* WORK TO DO *
**1.** Convert every line of the records (not the Ray Taylor biography) into a Markdown table with the columns Row and Line, where Row gives a running number and Line holds the line. Skip blank lines.
**2.** Continue the Ray Taylor biography from its last sentence.

-- start of EXTRACT --

- Born: 1 December 1888 Perham, Minnesota, United States
- Died: 15 February 1952 (aged 63) Hollywood, California, United States
- Occupation: Film director
- Years active: 1926–1949

= Ray Taylor (director) =

American film director (1888–1952)

Raymond Edgar Taylor (1 December 1888 – 15 February 1952) was an American film director. He directed 159 films between 1926 and 1949. His debut was the 1926 film serial Fighting with Buffalo Bill.

Ray Taylor was one of the few Hollywood directors who specialized in a single type of film: he was an action specialist. Many action directors would be called upon at one time or another to direct a mainstream drama, romance, or mystery, but Ray Taylor established himself early in westerns and action fare, and he worked in this capacity throughout his career. Even a brief tenure directing the campus-capers "Collegians" shorts for Universal was appropriate for Taylor, as these two-reel subjects often emphasized visual action.

In the 1920s he worked for Fox as an assistant, and soon moved to Universal, where he was given a chance to direct. His effective staging of action scenes earned him a permanent berth at Universal, where he was entrusted with the studio's popular westerns and serials. The project that won Taylor the most notice was Flash Gordon, the Buster Crabbe serial that was phenomenally successful in theaters; unlike most serials that were reserved for weekend juvenile matinees, Flash Gordon played to adult audiences on weeknights alongside prestigious feature films.

-- end of EXTRACT --
-- start of DATA EXCERPTS --

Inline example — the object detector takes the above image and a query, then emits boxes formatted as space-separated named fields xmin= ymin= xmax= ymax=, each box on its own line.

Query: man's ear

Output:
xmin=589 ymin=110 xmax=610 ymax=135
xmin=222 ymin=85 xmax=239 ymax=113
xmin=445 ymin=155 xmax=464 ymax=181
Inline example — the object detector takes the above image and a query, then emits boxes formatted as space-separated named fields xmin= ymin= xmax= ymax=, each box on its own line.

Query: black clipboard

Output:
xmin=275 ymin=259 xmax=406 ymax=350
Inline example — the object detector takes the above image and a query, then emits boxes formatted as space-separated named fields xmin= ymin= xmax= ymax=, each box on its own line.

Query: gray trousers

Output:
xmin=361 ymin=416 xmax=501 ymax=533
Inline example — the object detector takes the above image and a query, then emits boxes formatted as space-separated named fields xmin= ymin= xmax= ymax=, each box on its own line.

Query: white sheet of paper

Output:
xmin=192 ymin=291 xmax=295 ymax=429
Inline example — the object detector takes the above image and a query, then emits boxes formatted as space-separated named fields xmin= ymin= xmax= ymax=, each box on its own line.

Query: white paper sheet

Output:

-- end of DATA EXCERPTS --

* ANSWERS GIVEN *
**1.**
| Row | Line |
|---|---|
| 1 | Inline example — the object detector takes the above image and a query, then emits boxes formatted as space-separated named fields xmin= ymin= xmax= ymax=, each box on its own line. |
| 2 | Query: man's ear |
| 3 | Output: |
| 4 | xmin=589 ymin=110 xmax=610 ymax=135 |
| 5 | xmin=222 ymin=85 xmax=239 ymax=113 |
| 6 | xmin=445 ymin=155 xmax=464 ymax=181 |
| 7 | Inline example — the object detector takes the above image and a query, then emits boxes formatted as space-separated named fields xmin= ymin= xmax= ymax=, each box on its own line. |
| 8 | Query: black clipboard |
| 9 | Output: |
| 10 | xmin=275 ymin=259 xmax=406 ymax=350 |
| 11 | Inline example — the object detector takes the above image and a query, then emits boxes formatted as space-separated named fields xmin= ymin= xmax= ymax=, each box on its own line. |
| 12 | Query: gray trousers |
| 13 | Output: |
| 14 | xmin=361 ymin=416 xmax=501 ymax=533 |
| 15 | Inline example — the object detector takes the above image and a query, then emits boxes formatted as space-separated named fields xmin= ymin= xmax= ymax=, each box on its own line. |
| 16 | Query: white sheet of paper |
| 17 | Output: |
| 18 | xmin=192 ymin=291 xmax=295 ymax=429 |
| 19 | Inline example — the object detector takes the above image and a query, then emits boxes formatted as space-separated named fields xmin= ymin= xmax= ymax=, each box on its own line. |
| 20 | Query: white paper sheet |
| 21 | Output: |

**2.**
Taylor's success with Flash Gordon earned him an invitation to direct serials for Republic Pictures, but his stay was short. Taylor's assistant, William Witney, recalled in his 1996 memoir that Taylor had a drinking problem, which caused him to miss too much work. This was inexcusable on Republic's tight production schedules, and Witney was promoted to full-time director, replacing Taylor.

Taylor's reputation for quality work took precedence over his personal problem, and in 1938 he joined Columbia's new serial unit to co-direct The Spider's Web with James W. Horne. Taylor and Horne joined forces to create one of the best serials of all time; it was easily the most popular serial of 1938, according to a tally of theater bookings. Taylor's Columbia stay was also relatively brief; he returned to his home base at Universal.

Universal kept Taylor extremely busy with westerns and serials for the next six years. Perhaps his best Universal serial is Gang Busters, an action-packed police procedural and, like Flash Gordon, a bid for adult audiences. When Universal had a change of management in 1946, it discontinued its "B" pictures, westerns, and serials, leaving Taylor idle.

For the rest of his career Ray Taylor worked in the movies' minor leagues, making western features for PRC (which shut down in 1947) and Monogram Pictures. He retired in 1949 and died in 1952.

==Selected filmography==

- Son of Billy the Kid (1949)
- Hidden Danger (1948)
- Stage to Mesa City (1947)
- Law of the Lash (1947)
- Shadow Valley (1947)
- Black Hills (1947)
- Return of the Lash (1947)
- Lost City of the Jungle (1946)
- The Scarlet Horseman (1946)
- The Royal Mounted Rides Again (1945)
- Secret Agent X-9 (1945)
- The Master Key (1945)
- Jungle Queen (1945)
- Mystery of the River Boat (1944)
- Raiders of Ghost City (1944)
- Adventures of the Flying Cadets (1943)
- The Lone Star Trail (1943)
- The Adventures of Smilin' Jack (1943)
- Don Winslow of the Coast Guard (1943)
- Junior G-Men of the Air (1942)
- Gang Busters (1942, co-director, with Noel M. Smith))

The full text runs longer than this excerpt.